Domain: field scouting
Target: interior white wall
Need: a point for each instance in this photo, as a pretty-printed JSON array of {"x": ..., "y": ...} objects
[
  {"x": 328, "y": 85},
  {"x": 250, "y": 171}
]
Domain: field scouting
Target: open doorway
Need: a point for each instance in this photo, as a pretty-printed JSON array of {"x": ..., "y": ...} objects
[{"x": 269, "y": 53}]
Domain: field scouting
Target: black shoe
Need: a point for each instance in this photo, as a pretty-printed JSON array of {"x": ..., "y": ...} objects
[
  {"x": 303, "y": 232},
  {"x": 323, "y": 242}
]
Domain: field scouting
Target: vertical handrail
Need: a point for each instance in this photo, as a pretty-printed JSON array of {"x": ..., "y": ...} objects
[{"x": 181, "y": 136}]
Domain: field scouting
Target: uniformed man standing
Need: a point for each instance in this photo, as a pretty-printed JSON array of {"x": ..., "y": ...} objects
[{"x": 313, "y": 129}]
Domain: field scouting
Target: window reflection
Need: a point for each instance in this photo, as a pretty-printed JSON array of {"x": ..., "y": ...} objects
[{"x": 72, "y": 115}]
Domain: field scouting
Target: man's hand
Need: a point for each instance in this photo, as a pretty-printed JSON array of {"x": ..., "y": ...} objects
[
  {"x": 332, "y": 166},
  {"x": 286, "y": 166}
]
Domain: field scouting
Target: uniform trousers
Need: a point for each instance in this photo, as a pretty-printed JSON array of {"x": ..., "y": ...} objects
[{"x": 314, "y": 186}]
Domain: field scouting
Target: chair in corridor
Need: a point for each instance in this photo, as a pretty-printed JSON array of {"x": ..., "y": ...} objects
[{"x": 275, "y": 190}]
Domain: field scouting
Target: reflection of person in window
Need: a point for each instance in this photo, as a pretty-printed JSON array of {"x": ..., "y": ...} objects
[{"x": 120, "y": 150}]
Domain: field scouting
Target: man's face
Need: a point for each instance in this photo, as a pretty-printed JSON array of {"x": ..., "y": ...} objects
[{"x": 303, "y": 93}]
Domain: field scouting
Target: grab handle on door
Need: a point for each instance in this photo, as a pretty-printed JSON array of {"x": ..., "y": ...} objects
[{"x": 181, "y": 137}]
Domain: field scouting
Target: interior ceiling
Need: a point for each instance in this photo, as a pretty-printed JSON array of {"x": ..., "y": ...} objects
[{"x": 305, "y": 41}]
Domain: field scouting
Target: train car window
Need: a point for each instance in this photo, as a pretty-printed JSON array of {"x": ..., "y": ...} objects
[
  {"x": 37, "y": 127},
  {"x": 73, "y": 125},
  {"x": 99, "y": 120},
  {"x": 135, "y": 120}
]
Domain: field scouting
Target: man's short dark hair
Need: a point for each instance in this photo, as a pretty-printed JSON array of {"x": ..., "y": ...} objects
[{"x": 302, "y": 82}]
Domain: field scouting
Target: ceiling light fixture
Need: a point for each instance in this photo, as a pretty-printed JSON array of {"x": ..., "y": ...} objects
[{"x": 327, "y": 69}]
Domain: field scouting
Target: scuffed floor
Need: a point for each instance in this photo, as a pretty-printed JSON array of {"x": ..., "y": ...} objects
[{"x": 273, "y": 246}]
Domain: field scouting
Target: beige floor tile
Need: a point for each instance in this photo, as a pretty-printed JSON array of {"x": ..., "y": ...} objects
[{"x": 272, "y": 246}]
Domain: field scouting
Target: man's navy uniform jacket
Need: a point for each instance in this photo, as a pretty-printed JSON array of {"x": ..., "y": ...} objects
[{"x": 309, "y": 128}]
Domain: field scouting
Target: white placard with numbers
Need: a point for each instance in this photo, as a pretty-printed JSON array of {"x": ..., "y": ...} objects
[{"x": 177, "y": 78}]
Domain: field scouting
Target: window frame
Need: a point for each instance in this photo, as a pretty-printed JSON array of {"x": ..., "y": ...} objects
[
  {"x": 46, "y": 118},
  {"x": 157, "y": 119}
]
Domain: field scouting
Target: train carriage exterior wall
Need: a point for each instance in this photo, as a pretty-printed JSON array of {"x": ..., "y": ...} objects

********************

◆ **EXERCISE PROMPT**
Exactly as they stand, restate all the lines of the listing.

◆ **SOLUTION TO THIS PROBLEM**
Domain: field scouting
Target: interior white wall
Need: a point for each instance in this photo, as a pretty-printed JSON array of {"x": ..., "y": ...} objects
[
  {"x": 328, "y": 85},
  {"x": 250, "y": 171}
]
Domain: field scouting
Target: open doorway
Need: a point for each instance in this photo, as a pretty-printed JSON array of {"x": ..., "y": ...} objects
[{"x": 269, "y": 53}]
Domain: field scouting
Target: black shoe
Need: a point for each instance in this photo, as a pretty-printed JSON array of {"x": ..., "y": ...} objects
[
  {"x": 303, "y": 232},
  {"x": 323, "y": 242}
]
Domain: field scouting
Target: vertical handrail
Need: a point for each instance in this photo, as a pretty-printed JSON array of {"x": ..., "y": ...} objects
[{"x": 181, "y": 136}]
Domain: field scouting
Target: uniformed man standing
Need: a point for each instance in this photo, as a pretty-printed JSON array of {"x": ..., "y": ...} objects
[{"x": 313, "y": 129}]
Domain: field scouting
Target: window reflection
Need: a point for each instance in this photo, as a pretty-printed JSON array of {"x": ..., "y": ...} objects
[{"x": 72, "y": 115}]
Domain: field scouting
Target: man's hand
Need: a point for each instance in this photo, as a pretty-printed JSON array of {"x": ..., "y": ...} objects
[
  {"x": 332, "y": 166},
  {"x": 286, "y": 166}
]
Domain: field scouting
Target: uniform trousers
Need: a point for each instance in this photo, as a pretty-printed JSON array of {"x": ..., "y": ...} objects
[{"x": 314, "y": 186}]
Domain: field scouting
Target: chair in corridor
Need: a point for each instance in this photo, as a pretty-printed JSON array of {"x": ..., "y": ...} objects
[{"x": 275, "y": 190}]
Domain: field scouting
Target: reflection of person in window
Need: a point for each instance in this photo, as a pretty-printed JSON array of {"x": ..., "y": ...} objects
[{"x": 120, "y": 150}]
Domain: field scouting
Target: man's face
Need: a point for each instance in this photo, as a pretty-printed JSON array of {"x": ..., "y": ...} objects
[{"x": 303, "y": 93}]
Domain: field scouting
Target: grab handle on door
Need: a point for each instance in this photo, as a pretty-printed JSON array of {"x": ..., "y": ...} objects
[{"x": 181, "y": 137}]
Domain: field scouting
Target: interior ceiling
Need: a point for each instance in this photo, as a pretty-printed JSON array of {"x": ..., "y": ...} objects
[{"x": 305, "y": 41}]
Domain: field scouting
Target: train car window
Need: a point for each instance in this photo, as a pretty-printed JSON array of {"x": ..., "y": ...} objects
[
  {"x": 37, "y": 127},
  {"x": 73, "y": 125},
  {"x": 99, "y": 120},
  {"x": 135, "y": 120}
]
Domain: field scouting
Target: man's short dark hair
Need: a point for each instance in this photo, as a pretty-printed JSON array of {"x": ..., "y": ...} objects
[{"x": 302, "y": 82}]
Domain: field scouting
Target: ceiling light fixture
Need: a point for each instance in this photo, as a pretty-printed JSON array of {"x": ..., "y": ...} objects
[{"x": 327, "y": 69}]
Domain: field scouting
Target: scuffed floor
Need: a point for each instance in this photo, as a pretty-printed JSON array of {"x": ..., "y": ...} objects
[{"x": 273, "y": 246}]
Domain: field scouting
Target: beige floor tile
Need: a point for each instance in this photo, as a pretty-printed JSON array of {"x": ..., "y": ...} objects
[{"x": 272, "y": 246}]
Domain: field scouting
Target: man's navy uniform jacket
Need: a point for each instance in this photo, as a pretty-printed JSON array of {"x": ..., "y": ...} objects
[{"x": 309, "y": 128}]
Domain: field scouting
Target: white placard with numbers
Need: a point for each instance in this photo, as a pretty-printed JSON array of {"x": ..., "y": ...} objects
[{"x": 177, "y": 78}]
Domain: field scouting
Target: window frame
Need: a point for each instance in this photo, as a pretty-printed JSON array of {"x": ..., "y": ...} objects
[
  {"x": 46, "y": 118},
  {"x": 157, "y": 119}
]
Domain: field scouting
Target: train carriage exterior wall
Need: a point for each instance in this photo, as a pretty-printed JSON array of {"x": ..., "y": ...} objects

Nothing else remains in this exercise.